Replace "brown flower calyx" with "withered flower calyx" throughout the listing and reproduce every line otherwise unchanged.

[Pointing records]
_ _ _ _
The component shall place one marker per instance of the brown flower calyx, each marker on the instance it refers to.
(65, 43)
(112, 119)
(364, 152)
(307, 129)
_ _ _ _
FINISHED ANSWER:
The component shall place one marker per instance of the withered flower calyx, each marker on the instance it refers to.
(65, 43)
(112, 119)
(364, 152)
(307, 129)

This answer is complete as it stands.